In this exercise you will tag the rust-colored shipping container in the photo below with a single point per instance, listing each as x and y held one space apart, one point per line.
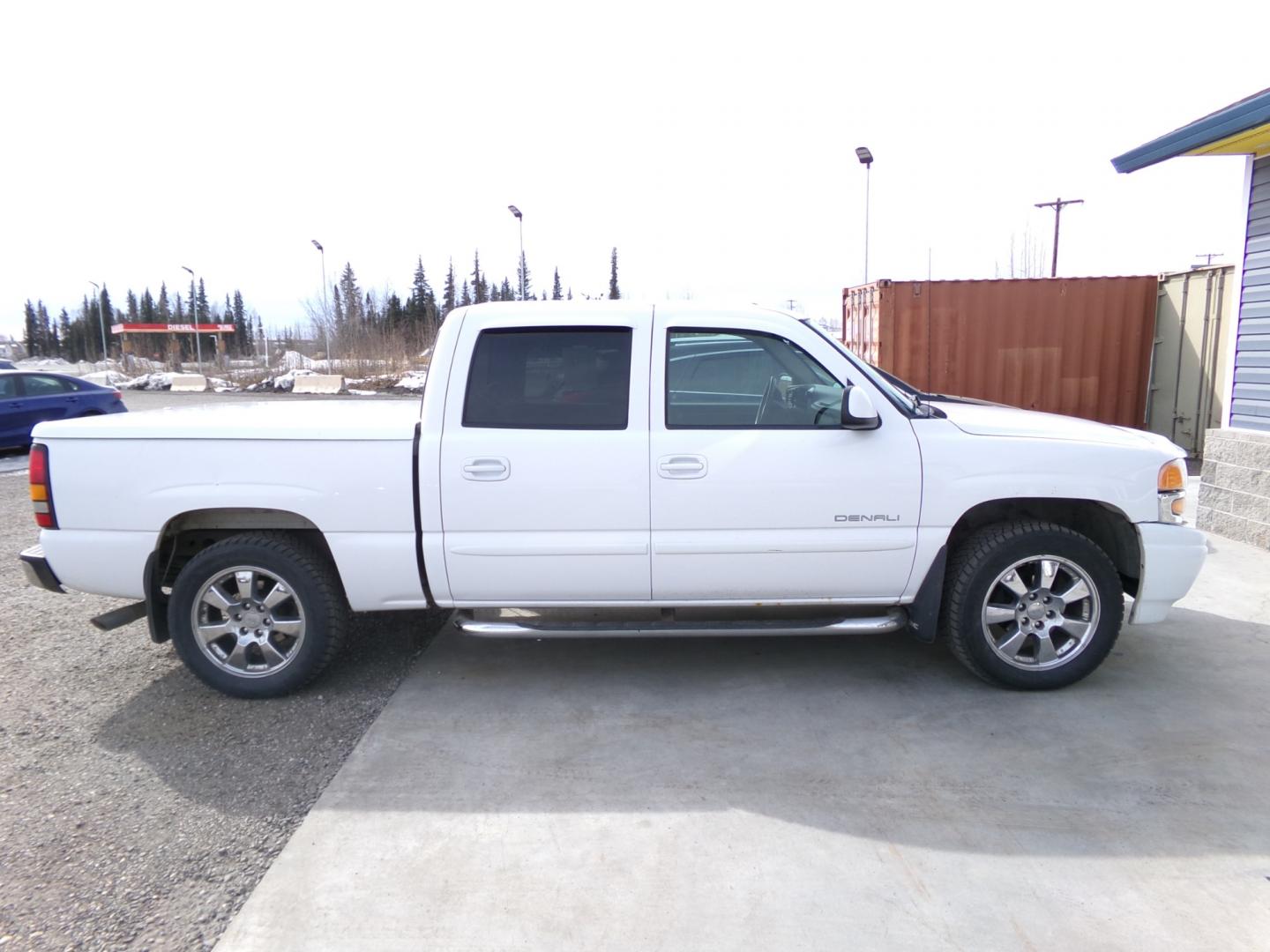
1068 346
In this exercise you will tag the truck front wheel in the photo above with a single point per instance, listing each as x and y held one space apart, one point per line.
1032 605
257 616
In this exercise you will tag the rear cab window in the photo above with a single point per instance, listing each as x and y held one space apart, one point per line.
550 378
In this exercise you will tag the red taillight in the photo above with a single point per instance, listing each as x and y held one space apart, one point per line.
41 489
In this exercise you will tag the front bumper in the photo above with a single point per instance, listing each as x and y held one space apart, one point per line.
1171 559
38 571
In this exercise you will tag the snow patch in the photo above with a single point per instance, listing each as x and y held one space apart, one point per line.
413 380
147 381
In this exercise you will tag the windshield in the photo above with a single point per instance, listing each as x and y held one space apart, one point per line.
902 395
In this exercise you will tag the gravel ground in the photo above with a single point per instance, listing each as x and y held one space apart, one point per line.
138 807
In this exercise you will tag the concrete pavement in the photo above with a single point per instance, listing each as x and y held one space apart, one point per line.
800 795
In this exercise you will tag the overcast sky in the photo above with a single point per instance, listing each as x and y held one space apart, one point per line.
712 144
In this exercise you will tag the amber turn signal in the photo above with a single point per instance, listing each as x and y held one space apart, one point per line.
1172 478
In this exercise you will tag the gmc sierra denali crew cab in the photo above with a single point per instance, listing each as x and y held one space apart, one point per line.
672 470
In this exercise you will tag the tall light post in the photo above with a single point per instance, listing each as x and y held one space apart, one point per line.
519 219
325 309
865 158
101 319
193 309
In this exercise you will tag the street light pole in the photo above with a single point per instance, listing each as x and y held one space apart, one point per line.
325 309
101 320
865 158
519 219
193 308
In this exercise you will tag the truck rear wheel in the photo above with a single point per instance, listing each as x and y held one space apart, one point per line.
257 616
1032 605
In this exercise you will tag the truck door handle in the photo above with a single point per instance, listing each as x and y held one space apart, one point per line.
683 467
487 469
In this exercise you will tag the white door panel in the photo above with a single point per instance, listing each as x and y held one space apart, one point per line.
536 516
778 513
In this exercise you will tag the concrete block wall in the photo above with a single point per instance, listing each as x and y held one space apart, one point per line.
1235 487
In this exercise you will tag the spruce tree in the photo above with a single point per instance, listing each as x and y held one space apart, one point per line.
46 331
522 277
447 300
31 331
64 328
242 326
355 312
481 287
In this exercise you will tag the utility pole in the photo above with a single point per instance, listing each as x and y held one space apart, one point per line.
1057 205
101 320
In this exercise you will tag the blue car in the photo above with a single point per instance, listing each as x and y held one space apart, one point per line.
28 398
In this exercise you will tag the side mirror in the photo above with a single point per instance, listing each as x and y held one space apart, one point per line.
857 410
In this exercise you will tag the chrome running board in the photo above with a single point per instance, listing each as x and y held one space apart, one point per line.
893 620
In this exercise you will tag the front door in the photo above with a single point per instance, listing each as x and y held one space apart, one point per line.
757 494
544 461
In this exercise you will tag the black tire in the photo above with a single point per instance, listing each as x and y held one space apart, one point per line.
975 593
272 659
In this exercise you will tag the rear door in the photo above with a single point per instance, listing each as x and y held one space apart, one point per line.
544 460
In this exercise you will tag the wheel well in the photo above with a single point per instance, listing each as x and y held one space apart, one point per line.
190 533
1105 525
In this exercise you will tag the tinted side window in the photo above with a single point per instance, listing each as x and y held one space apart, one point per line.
739 378
37 385
550 378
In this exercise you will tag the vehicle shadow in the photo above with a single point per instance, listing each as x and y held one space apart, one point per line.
1161 752
276 755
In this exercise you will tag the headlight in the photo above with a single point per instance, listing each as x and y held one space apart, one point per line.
1171 485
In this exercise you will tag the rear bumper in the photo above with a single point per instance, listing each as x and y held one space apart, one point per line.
38 571
1171 559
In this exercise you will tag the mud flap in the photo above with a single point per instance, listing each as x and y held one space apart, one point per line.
923 614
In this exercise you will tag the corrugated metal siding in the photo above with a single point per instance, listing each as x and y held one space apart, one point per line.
1070 346
1250 400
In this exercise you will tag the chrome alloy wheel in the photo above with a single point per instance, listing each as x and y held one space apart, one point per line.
1041 612
248 621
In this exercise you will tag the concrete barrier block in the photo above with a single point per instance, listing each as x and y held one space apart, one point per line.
188 383
319 383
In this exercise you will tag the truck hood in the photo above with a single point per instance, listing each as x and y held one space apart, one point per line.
272 419
995 420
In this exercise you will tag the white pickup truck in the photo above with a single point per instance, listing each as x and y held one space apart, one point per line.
606 469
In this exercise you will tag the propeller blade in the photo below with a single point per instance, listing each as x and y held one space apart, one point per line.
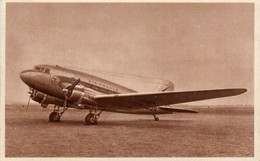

* * *

• **Work order**
Exact repetition of all the records is required, with the pictures excluded.

• **Solved problem**
In this exercise you will tag the rust-colored shipping container in the photo below with a single point per instance, listing each as x and y held one space apart, one point per line.
1068 346
In this exercise you will tag the truck front wheel in the photo above with a single point per instance, listing each as x and y held one space apart, one point per line.
1032 605
257 616
In this exercise you will tag the rear cab window in the photo above with a single point per instance, listing each as x and y held one space apart, one point per line.
550 378
In this exercise you will tag the red taillight in the photo above with a single point per instance, listing each as x and y held one space apart, one point per line.
41 489
In this exercise you will tag the front bumper in the photo above with a single point per instance, listing each as x and y held one space apart, one point per line.
1171 559
38 571
In this exercise you will tag the snow patch in the photo above with a single point per instance, listing each as x and y held one space apart, one point per line.
413 380
147 381
In this exercise you will tag the windshield in the photo above with a single point per instance, listing each as x and y held one space apart, one point per line.
902 395
In this exercise you will tag the gravel ground in the photo above with a single point per instance, listing each as x and y held one space apart, one point per line.
138 807
In this exercise you will tag the concrete pavement in the photo above with a single point per instance, listing each as x and y held one space apart, one point per line.
800 795
In this exercise you will tag the overcast sky in the photo above with a single point per instance, listing each as x and y held one space apart, one point per line.
712 144
In this exercise you will tag the amber turn signal in the photo above with a single point per instance, listing each as x and y held one space apart, one point per line.
1172 478
In this exercise you will tag the gmc sierra denali crew cab in the photo above with a single point per instance, listing each as x and y held one space apart, one point per line.
672 470
In this exercise you will tag the tall light post in the photo above with a single point per instance, listing each as x and y held one space apart, one point per line.
519 219
325 309
865 158
101 319
193 309
In this exercise you will tag the street light pole in the photo above with a single point per instance, listing each as x and y held one space apart, one point per line.
325 309
101 320
865 158
519 219
193 308
In this exercise you will tag the truck rear wheel in the photo above with a single point per instance, listing each as x and y held one space apart, one point per line.
257 616
1032 605
In this exercise you will tag the truck door handle in the photo above with a single point per instance, listing each as x and y held one space apart, one point per line.
683 467
487 469
In this exercise you will tag the white door panel in the photo above with a single point per instance, listing each as x and y held one space apart, one point per line.
536 516
778 513
In this exercise you will tag the concrete block wall in the photo above with a single point per instance, listing each as x and y held one space apart, one point per line.
1235 487
In this exercise you will tag the spruce tree in the photo above with a single point per instance, listing each as x and y held one space apart, one point per line.
46 331
522 277
447 300
31 331
64 328
242 326
355 312
481 287
In this exercise you will tag the utility pole in the photo above with a single point per instance, listing each as x and y held one space apart, one point per line.
1057 205
101 320
In this exercise you will tag the blue car in the photo above with a single point per instance, listing each as x and y held one space apart, one point per line.
28 398
In this exercise you will tag the side mirror in the photo above with a single point per instance, listing each as x and y held one space apart, one point per line.
857 410
In this exercise you will tag the chrome running board in the photo above with a single point per instance, listing each as x and y held one space apart, one point per line.
893 620
In this exercise you will tag the front door in the photo above with a single point per instance, listing each as x and y held one space apart, one point per line.
757 494
544 461
In this exercise you will tag the black tire in the photo above with a single point per instance, listing each as x and y held one space apart, one point per line.
975 593
272 659
In this exercise you will tag the rear door in the photo above with a single point per instance, listing each as x and y held one space apart, one point per line.
544 460
In this exercise you will tag the wheel well in the photo above with a single point per instance, listing each as x and y held one space apart, one point per line.
190 533
1105 525
In this exercise you will tag the tinted side window in the photo above with a single point per instance, listing each as x and y held one space apart, one point per line.
739 378
37 385
550 378
In this exercise you will tag the vehicle shadow in the photo above with a single point per instance, listing each as x and y held one space apart, one point per line.
1161 752
276 755
In this exercise you will tag the headlight in the photo above with a single point per instance, listing each as x and y held one space apart, one point per line.
1171 485
In this exercise you will tag the rear bumper in the photo above with a single point per instance, listing each as x and y held one space apart, one point per line.
38 571
1171 559
In this exercise you will tag the mud flap in the photo above with a single point per instance, listing each as x and y held one space apart, one point per line.
923 614
In this exercise you will tag the corrugated metal siding in the photo above with a single point per instance, listing each as x and y held one space apart, one point per line.
1070 346
1250 400
In this exercise you will tag the chrome alloy wheel in the photo above with a single point per instance, listing each as x and y held one space apart, one point per line.
1041 612
248 621
In this exercise you will tag the concrete barrier block in the photo above with a single point per instance, listing each as x and y held one space apart, one point per line.
188 383
319 383
In this exercise you will tag the truck hood in the photo above with a single point per instance, listing each as x and y held one space apart, one point per line.
272 419
995 420
In this exercise you will tag the white pickup truck in the photo above with a single point per instance, listing each as x and y held one space apart, one point per line.
606 469
In this exercise you will tag the propeller blade in the photo below with a single point per instance, listing each as x and y held one space apart, one point per line.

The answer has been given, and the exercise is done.